» Exercise instructions: Give the lines below as a two-column CSV headed guideline and points. Make one row for each line that asks for points, with its text in the first column and its point pairs in the second, each field quoted and line breaks turned into spaces. Leave out the pictures.

» Data to process:

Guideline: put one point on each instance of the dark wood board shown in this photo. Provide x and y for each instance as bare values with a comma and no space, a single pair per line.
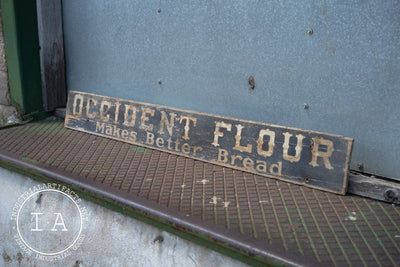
310,158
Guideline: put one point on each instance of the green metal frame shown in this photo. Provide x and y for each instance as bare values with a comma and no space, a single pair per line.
22,52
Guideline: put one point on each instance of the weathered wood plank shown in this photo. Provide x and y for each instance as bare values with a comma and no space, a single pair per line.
314,159
51,53
375,188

» Problem solution:
guideline,points
"Guideline: put one point on each instance of the dark wood board shown in this photo. Provide x and y for each instance as bare values with a comma and no space, a single pair per line.","310,158"
"Guideline: put one point on each instance of the green metal frame shown in this photo. Provide x and y for each instance as bare values with a comma and no space, a single pair per line.","22,52"
"Guideline: put one point on each instance of the weathered wood plank shown in this photo. Provide x and y for each instance as bare values with a comma and no space, a single pair per line.","314,159 51,53 375,188"